Document section -

Again, it is certainly some concerns that the LGA have raised. It continues:

This may be a reasonable amendment if, indeed, the council was the authority issuing the planning consent. An internal consultation process could be undertaken to ensure all relevant matters were considered as part of a single assessment process.

However, the expansion of private certification and state assessment authorities means that there are likely to be circumstances where the council would have no say in how the public land is used (only an ability to set a fee once a decision has been made).

Issues of risk and liability need to be considered for encroachments that threaten public safety or result in property damage. Current approval processes consider public liability insurance.

As a compromise, these clauses should be excluded from applying in instances where a council appointed body/person is not relevant authority.

The fifth point they make is:

5. The LGA is still seeking appropriate limits to be placed upon the early commencement of rezoning/policy amendments.

And they make the following points:

The use of interim operation has traditionally been used in circumstances where a higher level of protection is proposed to be applied to an area (heritage & environmental protections etc.) The interim operation is applied as a safeguard.

In recent years, interim operation has been applied as a way of fast tracking investment, such as the Wind Farms DPA in 2011/12.

It may well be answered at some point by others, but I might just ask the question: ministerial interim DPAs have been used a number of times—and this is not an LGA question, this is me putting in my own question—the wind farm was one, and we know that developments are assessed in the current system, and under the DPA at the time. The interim DPA is the one where they are assessed if the application is lodged when that is in place. This is a broader question, but I am intrigued as to how the new scheme will work for interim DPAs.

We saw that the wind farm DPA was used almost in reverse. Often, interim DPAs are put in place to stop opportunistic development until something is rezoned, whereas I think the wind farm DPA actually allowed opportunistic development applications. I am not sure any of them have been built; nonetheless, there was significant community concern about those and concern among landowners, especially in some of our farming areas.

I note that we still endure the highest electricity prices in the nation. I am not sure it is all attributable to wind farms, but we certainly have not seen prices going down because we have been using renewable energy here in South Australia. Anyway, I digress: we are talking about the LGA's comments here around interim operation. I will repeat those words:

In recent years, interim operation has been applied [by way of] fast tracking investment, such as the Wind Farms DPA 2011/12.

Supplied entries -
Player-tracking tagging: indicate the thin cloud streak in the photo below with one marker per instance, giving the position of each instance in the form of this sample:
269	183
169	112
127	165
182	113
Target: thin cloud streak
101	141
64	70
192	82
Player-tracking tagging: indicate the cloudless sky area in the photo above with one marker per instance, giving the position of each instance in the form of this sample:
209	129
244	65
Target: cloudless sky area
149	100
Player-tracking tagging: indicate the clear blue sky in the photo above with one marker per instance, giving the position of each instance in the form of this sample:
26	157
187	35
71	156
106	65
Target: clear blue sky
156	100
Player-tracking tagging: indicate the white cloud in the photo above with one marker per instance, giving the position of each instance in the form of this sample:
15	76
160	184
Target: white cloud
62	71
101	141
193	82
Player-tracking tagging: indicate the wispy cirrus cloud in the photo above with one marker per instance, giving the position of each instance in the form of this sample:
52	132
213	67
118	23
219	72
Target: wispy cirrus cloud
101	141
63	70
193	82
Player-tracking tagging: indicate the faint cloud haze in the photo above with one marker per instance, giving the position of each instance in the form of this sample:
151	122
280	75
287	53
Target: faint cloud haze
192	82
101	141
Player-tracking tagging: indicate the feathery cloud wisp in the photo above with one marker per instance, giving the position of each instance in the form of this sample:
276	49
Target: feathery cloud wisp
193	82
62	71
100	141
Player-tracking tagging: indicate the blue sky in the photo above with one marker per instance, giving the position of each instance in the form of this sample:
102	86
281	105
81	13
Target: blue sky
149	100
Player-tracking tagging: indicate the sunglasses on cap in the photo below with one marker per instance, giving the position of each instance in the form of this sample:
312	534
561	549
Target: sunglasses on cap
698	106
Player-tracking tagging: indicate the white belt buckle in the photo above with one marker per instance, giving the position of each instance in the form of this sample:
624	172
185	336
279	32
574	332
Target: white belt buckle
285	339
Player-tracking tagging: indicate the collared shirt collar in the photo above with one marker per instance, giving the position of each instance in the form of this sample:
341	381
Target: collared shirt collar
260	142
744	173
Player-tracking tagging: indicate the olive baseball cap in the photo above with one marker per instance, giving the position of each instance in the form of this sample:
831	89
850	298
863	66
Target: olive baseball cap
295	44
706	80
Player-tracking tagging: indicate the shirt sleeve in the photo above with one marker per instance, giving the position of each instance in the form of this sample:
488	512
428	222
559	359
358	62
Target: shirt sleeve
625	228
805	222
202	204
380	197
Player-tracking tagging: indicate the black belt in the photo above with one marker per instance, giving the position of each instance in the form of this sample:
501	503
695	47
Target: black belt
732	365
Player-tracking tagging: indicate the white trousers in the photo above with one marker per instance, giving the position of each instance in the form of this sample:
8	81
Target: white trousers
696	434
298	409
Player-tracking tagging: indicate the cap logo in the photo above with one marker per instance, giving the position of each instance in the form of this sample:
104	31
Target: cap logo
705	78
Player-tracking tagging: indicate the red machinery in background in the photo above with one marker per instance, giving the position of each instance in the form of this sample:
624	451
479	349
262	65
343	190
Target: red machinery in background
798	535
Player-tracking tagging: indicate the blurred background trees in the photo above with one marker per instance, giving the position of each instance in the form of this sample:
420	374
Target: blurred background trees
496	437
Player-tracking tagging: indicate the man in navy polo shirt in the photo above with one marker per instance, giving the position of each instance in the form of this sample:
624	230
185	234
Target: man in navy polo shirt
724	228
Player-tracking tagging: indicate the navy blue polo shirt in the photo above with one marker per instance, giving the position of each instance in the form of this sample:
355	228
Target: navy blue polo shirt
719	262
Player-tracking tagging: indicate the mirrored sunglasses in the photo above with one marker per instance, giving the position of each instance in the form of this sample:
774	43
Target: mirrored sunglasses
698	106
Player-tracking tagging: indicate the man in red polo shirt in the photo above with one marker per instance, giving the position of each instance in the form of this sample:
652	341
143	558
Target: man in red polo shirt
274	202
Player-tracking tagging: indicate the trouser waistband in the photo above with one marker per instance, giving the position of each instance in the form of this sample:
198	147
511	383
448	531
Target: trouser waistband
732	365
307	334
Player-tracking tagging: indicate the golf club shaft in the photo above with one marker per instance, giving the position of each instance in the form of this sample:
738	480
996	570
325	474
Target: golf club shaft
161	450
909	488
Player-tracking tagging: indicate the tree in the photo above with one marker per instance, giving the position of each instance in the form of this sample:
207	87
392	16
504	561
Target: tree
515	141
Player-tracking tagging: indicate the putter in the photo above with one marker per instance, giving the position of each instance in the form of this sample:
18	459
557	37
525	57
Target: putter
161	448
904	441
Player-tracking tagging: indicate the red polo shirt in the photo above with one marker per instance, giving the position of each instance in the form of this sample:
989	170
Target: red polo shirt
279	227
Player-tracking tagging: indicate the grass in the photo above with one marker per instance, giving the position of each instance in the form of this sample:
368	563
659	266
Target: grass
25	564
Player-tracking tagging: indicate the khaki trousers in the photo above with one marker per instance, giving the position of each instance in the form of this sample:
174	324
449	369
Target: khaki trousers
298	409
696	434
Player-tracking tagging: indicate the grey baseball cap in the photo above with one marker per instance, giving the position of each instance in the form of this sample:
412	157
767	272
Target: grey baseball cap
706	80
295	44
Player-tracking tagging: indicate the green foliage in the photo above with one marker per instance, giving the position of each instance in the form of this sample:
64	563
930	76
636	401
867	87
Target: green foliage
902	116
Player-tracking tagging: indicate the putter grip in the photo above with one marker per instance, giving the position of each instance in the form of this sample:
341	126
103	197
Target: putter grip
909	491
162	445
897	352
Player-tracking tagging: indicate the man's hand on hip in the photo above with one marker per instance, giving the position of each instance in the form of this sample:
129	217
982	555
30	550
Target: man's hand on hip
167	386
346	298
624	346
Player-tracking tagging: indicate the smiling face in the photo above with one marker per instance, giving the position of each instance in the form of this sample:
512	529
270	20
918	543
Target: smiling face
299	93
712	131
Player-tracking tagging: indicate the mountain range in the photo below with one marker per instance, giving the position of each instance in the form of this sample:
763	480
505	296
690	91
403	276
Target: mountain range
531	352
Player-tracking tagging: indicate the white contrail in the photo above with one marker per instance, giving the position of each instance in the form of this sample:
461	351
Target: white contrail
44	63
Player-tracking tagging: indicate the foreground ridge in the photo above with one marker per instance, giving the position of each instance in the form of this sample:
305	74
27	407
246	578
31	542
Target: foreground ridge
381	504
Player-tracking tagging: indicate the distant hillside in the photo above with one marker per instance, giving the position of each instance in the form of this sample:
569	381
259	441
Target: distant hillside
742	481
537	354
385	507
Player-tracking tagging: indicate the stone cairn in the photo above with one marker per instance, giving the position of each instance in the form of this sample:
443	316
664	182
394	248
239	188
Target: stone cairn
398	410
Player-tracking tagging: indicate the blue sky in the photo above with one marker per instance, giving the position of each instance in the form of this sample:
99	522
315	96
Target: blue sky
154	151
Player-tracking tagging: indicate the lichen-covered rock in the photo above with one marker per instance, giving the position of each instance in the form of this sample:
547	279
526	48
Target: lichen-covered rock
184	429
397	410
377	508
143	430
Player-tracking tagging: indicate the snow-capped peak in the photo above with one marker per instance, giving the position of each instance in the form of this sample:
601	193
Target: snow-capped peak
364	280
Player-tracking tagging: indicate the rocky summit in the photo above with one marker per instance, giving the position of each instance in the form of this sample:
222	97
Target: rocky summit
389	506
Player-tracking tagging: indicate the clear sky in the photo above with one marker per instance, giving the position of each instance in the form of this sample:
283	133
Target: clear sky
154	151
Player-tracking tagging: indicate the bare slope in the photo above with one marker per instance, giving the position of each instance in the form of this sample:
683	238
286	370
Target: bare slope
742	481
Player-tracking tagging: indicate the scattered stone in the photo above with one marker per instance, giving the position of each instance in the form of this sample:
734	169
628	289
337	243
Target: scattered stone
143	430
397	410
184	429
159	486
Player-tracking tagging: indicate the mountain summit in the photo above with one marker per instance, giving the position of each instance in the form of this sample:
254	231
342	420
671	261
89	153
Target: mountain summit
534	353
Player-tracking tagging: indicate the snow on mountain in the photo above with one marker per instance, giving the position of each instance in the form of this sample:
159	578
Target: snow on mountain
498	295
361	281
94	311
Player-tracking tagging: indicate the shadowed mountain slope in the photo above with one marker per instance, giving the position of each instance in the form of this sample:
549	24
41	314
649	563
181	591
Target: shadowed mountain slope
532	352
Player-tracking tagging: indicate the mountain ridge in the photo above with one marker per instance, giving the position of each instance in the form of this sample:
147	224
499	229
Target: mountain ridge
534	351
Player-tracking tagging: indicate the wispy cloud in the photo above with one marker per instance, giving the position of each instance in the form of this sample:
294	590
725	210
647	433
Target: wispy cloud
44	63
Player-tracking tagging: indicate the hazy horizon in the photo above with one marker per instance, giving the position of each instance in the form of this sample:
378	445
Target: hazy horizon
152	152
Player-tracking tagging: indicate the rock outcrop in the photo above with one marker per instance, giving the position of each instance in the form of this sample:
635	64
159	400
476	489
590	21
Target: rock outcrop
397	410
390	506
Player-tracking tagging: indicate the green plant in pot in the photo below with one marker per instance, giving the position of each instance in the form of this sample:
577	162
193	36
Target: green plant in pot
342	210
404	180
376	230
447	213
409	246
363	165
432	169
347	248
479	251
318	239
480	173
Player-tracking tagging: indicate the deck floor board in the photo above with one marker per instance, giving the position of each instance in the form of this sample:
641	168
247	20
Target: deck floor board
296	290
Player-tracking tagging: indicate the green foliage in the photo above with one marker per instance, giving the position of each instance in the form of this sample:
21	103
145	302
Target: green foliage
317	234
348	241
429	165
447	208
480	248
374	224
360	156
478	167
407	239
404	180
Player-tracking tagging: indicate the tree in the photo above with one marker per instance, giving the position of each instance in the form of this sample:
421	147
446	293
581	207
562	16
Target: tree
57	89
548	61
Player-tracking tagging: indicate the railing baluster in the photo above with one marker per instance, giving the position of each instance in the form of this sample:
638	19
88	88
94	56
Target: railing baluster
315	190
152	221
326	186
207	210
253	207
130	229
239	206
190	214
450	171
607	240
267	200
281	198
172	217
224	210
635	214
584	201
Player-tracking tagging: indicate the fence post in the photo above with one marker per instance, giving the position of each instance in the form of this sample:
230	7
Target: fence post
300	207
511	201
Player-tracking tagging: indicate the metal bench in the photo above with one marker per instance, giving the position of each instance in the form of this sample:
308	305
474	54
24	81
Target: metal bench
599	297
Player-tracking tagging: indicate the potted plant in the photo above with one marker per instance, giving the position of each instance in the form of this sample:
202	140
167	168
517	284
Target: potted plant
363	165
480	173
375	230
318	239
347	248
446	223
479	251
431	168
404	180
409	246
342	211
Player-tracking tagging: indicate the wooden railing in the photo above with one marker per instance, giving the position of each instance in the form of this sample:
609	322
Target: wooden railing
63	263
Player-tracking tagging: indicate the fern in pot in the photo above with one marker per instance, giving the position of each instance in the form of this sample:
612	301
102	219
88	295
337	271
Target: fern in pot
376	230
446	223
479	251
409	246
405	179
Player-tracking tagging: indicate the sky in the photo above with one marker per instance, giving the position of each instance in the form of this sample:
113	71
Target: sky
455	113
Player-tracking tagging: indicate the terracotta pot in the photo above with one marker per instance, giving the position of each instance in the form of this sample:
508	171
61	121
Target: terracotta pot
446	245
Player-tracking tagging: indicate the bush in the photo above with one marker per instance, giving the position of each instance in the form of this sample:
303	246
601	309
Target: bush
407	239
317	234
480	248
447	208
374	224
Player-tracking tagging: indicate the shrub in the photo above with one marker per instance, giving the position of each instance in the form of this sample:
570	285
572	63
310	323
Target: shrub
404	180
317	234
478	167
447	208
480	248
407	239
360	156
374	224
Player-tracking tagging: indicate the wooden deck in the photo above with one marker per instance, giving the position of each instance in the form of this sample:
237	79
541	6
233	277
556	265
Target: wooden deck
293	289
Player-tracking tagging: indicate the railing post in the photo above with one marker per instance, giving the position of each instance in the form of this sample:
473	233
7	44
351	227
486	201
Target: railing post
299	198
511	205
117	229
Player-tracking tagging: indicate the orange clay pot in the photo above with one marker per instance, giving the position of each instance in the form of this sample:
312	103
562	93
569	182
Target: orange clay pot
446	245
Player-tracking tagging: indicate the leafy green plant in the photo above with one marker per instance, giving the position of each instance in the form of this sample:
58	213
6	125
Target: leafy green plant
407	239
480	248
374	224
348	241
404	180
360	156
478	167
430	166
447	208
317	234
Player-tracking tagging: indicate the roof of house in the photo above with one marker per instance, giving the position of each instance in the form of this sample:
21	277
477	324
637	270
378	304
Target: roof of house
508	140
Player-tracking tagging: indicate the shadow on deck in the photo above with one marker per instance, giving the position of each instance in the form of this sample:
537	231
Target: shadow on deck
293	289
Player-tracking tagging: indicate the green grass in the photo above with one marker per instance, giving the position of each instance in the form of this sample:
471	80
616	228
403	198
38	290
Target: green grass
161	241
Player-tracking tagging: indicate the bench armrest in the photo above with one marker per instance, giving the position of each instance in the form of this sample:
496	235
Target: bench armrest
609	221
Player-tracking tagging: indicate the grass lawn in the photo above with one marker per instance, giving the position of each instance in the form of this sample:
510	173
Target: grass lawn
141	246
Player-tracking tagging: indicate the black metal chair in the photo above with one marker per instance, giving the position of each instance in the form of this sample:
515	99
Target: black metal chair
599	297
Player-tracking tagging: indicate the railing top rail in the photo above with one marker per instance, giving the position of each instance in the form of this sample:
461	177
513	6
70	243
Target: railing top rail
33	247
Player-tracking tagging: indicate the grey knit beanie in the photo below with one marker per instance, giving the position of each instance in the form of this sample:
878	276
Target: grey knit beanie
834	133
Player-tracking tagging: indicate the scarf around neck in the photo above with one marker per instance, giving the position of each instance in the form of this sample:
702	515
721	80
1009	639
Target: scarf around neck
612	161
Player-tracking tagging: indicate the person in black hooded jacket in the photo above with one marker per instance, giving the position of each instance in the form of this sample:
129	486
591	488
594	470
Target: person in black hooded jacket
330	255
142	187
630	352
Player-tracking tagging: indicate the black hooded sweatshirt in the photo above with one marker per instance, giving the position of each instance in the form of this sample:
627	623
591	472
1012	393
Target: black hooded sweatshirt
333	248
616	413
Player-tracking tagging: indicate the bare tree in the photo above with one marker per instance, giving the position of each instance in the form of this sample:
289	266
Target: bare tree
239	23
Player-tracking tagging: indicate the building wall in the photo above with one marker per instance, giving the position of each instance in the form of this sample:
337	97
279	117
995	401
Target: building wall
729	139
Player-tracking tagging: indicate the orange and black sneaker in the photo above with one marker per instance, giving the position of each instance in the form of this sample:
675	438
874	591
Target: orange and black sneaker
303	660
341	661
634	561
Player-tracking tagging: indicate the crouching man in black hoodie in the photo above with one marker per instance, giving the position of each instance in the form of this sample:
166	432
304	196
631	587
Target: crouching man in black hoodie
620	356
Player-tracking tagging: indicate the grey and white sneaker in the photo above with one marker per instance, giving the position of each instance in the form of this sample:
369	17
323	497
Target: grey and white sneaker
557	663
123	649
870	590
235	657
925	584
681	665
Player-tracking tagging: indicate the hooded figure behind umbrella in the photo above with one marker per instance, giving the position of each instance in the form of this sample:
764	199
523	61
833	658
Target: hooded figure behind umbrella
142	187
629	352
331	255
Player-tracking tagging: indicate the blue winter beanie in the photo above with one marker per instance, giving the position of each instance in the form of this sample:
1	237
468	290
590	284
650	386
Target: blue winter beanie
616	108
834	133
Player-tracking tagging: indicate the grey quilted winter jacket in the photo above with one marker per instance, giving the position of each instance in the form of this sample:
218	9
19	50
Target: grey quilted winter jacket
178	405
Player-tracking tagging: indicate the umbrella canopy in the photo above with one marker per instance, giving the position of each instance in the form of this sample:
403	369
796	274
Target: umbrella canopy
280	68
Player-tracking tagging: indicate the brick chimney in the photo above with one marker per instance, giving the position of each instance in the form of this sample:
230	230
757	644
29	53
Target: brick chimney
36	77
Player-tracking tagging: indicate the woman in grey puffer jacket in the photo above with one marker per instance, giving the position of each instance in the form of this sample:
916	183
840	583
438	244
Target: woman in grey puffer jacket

Given instruction 1 - Retype the passage from the speech on the LGA's planning concerns, starting at the words "Issues of risk" and stopping after "public liability insurance.".
Given instruction 2 - Write what comes next in the speech on the LGA's planning concerns, starting after its final sentence.
The rows have no connection to the speech on the LGA's planning concerns.

Response 1 -
Issues of risk and liability need to be considered for encroachments that threaten public safety or result in property damage. Current approval processes consider public liability insurance.

Response 2 -
While it's recognised that there are significant economic advantages in this approach, it is disruptive to genuine public consultation processes and undermines community faith in the system.

If this practice is overused or used unnecessarily, it will be counterproductive to the effort of bringing community engagement to the front end of the system.

An 'early commencement' clause would be unnecessary if the government had faith in its ability to process zoning and policy amendments efficiently.

That reminds me that I know from some of the other literature I have read and comments on the bill that the minister wants to have an early engagement of the community in that whole rezoning development process. I think that comes back to the point I made about the example in Western Australia where they actually had a very large, all-embracing process so that everyone was on the same page.

As I mentioned, at that point, a local radio, a TV station and a newspaper were involved. I am not sure that they actually produced a lifestyle program, but I know that Channel 7 in WA did some sort of documentary and the newspaper followed it, so that people were engaged very much at the front end at a very broad level. I would encourage the government to look at that and to make sure that you do have some sort of community buy-in early.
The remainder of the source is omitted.